Set problem: Format the material below as a two-column CSV with the headers "request" and "answer," one row per request. Put each text in a single quoted field, with line breaks replaced by spaces.

(Records taken from a collection)
________________
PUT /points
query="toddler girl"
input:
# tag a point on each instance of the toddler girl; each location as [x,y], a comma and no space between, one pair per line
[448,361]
________________
Answer below:
request,answer
"PUT /points query=""toddler girl"" input: # tag a point on each instance of the toddler girl; each location as [x,y], a comma and no space between, one pair per line","[448,361]"